Shakespeare já dizia que não há estrago na natureza que se compare à destruição causada pela fúria de uma mulher desprezada. Ainda mais quando essa mulher consegue o poder necessário para perseguir aqueles que a fizeram sofrer.

Este é apenas um aspecto do caráter de uma das mulheres mais fascinantes da nossa história recente: Chiang Ching, esposa do ex-ditador da China, Mao Tse-Tung. Todo o estrago causado por Chiang Ching durante o regime político de seu marido fez com que fosse conhecida como Demônio de Ossos Brancos. Um epíteto nada lisonjeiro para quem usou nomes com significados bem mais singelos, como Rio Verde (Chiang Ching) e Maçã Azul (Lan Ping).

A vida de Chiang Ching foi banida dos livros da história da China, mas agora é resgatada através do romance de Anchee Min, A construção de Madame Mao (Rocco, 2002). Jornalista e mestre em Cinema e Televisão, Anhee Min chegou a conhecer Madame Mao pessoalmente, quando trabalhava nos estúdios de cinema de Pequim, dirigidos pela esposa do ditador. Mais tarde, já vivendo nos Estados Unidos, Anchee Min relata a vida de Chiang Ching de uma maneira polêmica, apresentando uma mulher com uma vida extremamente sofrida e solitária, e que usou o poder para se vingar daqueles que atrapalharam seu caminho.
# # #
# Tarefas a fazer
1. Informe, copiando-as por inteiro, todas as linhas dos registros que contêm a palavra "texture". Maiúsculas e minúsculas fazem diferença.
2. Retome o texto sobre Chiang Ching e continue-o a partir do ponto em que ele termina.
O texto e os registros não têm relação entre si.

(Registros brutos)
# # #
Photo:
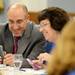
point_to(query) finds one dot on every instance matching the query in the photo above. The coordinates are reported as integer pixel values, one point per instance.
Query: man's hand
(8, 59)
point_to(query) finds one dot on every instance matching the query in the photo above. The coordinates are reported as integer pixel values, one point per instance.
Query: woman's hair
(57, 17)
(63, 56)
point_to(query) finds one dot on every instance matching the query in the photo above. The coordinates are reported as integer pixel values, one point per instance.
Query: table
(7, 70)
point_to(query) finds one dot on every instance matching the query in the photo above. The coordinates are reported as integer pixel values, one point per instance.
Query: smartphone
(1, 51)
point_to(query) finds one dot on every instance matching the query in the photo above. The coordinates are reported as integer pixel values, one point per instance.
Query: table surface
(7, 70)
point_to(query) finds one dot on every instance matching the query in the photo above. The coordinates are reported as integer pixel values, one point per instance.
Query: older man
(29, 40)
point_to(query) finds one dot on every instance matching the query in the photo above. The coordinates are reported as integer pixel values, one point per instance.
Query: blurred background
(34, 6)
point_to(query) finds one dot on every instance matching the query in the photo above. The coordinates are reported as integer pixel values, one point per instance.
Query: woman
(62, 61)
(52, 20)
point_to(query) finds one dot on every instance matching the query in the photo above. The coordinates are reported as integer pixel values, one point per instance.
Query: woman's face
(46, 29)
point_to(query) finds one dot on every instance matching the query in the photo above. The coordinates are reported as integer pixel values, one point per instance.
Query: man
(30, 40)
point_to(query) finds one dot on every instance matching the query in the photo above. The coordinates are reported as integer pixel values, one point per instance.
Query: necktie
(15, 45)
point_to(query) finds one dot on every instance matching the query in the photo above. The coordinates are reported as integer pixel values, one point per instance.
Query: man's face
(17, 19)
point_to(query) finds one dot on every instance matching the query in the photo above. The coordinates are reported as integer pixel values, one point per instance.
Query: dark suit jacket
(30, 44)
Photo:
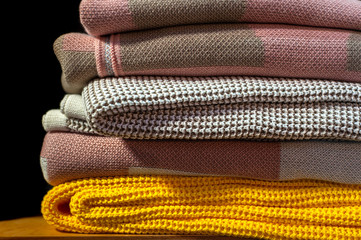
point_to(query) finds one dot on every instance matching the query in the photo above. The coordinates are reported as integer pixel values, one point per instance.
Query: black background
(30, 87)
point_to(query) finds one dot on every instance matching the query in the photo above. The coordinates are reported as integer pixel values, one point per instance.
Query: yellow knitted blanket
(206, 206)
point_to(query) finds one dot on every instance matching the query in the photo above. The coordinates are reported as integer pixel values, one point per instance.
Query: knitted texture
(217, 108)
(206, 205)
(100, 17)
(70, 156)
(268, 50)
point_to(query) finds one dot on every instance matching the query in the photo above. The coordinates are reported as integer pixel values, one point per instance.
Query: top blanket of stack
(101, 17)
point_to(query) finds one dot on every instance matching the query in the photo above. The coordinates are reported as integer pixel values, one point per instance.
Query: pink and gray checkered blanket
(269, 50)
(101, 17)
(66, 156)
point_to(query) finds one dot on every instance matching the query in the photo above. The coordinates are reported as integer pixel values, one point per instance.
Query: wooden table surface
(36, 228)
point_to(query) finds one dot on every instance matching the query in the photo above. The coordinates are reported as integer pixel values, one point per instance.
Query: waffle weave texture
(101, 17)
(68, 156)
(213, 108)
(268, 50)
(207, 206)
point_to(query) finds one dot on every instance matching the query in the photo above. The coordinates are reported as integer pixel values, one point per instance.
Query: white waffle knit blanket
(212, 108)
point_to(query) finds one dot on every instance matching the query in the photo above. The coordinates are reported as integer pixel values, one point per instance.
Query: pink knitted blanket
(100, 17)
(67, 156)
(270, 50)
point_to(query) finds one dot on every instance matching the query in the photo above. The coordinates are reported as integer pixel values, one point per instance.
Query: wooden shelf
(36, 228)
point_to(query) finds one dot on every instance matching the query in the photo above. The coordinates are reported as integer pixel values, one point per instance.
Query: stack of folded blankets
(208, 117)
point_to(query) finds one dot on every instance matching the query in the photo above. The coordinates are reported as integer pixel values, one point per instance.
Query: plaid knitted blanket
(206, 206)
(69, 156)
(100, 17)
(212, 108)
(270, 50)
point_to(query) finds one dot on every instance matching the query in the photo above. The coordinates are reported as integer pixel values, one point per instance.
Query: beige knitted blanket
(212, 108)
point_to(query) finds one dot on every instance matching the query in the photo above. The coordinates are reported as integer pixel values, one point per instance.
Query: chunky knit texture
(100, 17)
(214, 108)
(68, 156)
(206, 205)
(268, 50)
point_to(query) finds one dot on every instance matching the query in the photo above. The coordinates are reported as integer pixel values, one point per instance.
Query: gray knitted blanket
(212, 108)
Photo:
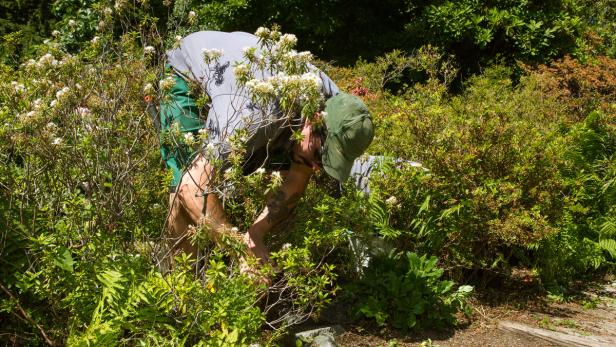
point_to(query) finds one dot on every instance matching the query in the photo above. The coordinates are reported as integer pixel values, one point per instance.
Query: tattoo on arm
(279, 206)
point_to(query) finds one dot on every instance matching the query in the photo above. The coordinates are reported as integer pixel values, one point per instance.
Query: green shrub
(406, 291)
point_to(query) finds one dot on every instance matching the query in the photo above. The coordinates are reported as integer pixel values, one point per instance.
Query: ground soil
(587, 310)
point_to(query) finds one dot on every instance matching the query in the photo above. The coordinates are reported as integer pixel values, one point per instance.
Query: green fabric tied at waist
(178, 107)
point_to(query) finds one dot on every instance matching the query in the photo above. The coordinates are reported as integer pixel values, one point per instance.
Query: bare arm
(278, 207)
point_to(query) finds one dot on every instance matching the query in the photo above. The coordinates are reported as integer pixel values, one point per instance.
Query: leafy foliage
(406, 291)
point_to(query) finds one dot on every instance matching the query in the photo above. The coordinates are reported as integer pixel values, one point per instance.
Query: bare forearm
(280, 205)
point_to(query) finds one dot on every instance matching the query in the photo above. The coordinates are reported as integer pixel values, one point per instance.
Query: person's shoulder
(213, 34)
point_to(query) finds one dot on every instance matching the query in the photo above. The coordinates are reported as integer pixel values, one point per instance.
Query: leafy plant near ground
(406, 291)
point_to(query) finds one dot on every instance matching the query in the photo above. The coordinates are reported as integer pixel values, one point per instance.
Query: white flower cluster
(18, 87)
(189, 139)
(119, 5)
(166, 83)
(262, 33)
(287, 41)
(192, 16)
(47, 60)
(62, 93)
(261, 88)
(212, 54)
(148, 89)
(391, 201)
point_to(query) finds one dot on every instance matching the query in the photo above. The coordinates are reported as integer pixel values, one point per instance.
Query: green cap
(349, 133)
# # #
# Respostas por tarefa
1.
Query: knitted texture
Query: waffle weave texture
Query: chunky knit texture

2.
Madame Mao nasceu uma menina pobre, filha de uma concubina de um senhor rural do interior da China. Revoltada com a sina de seguir o mesmo destino da mãe - uma entre as muitas mulheres de um pequeno fazendeiro, constantemente espancada pelo marido -, Chiang, então chamada Yunhe, recusa-se a adotar os mesmos costumes das meninas de sua época. Em uma atitude rebelde, inspirada não se sabe onde, Yunhe recusa-se a ter os pés atrofiados. Depois de algumas semanas de sofrimento com os pés atados, latejantes, manchados de roxo e amarelo e encharcados de pus, a menina decide libertar-se do costume cruel e deixa os pés crescerem livremente, para desespero da mãe.

A futura Madame Mao considera-se um pavão entre galinhas, uma metáfora recorrente no texto de Anchee Min. Este conceito de si própria faz com que Yunhe abandone um casamento arranjado e vá em busca de sua liberdade. Junta-se a uma companhia de ópera, vai para Xangai, trabalha em filmes classe B até juntar-se ao Partido Comunista. Nesse meio tempo, Yunhe troca seu nome para Lan Ping e envolve-se com diversos homens. Todos os relacionamentos da jovem e bela atriz são cheios de paixão e sofrimento. Parece que Lan Ping está sempre em um palco, representando um drama. Aliás, o livro mostra claramente o quanto a personagem sente-se à vontade em situações de emoções extremas.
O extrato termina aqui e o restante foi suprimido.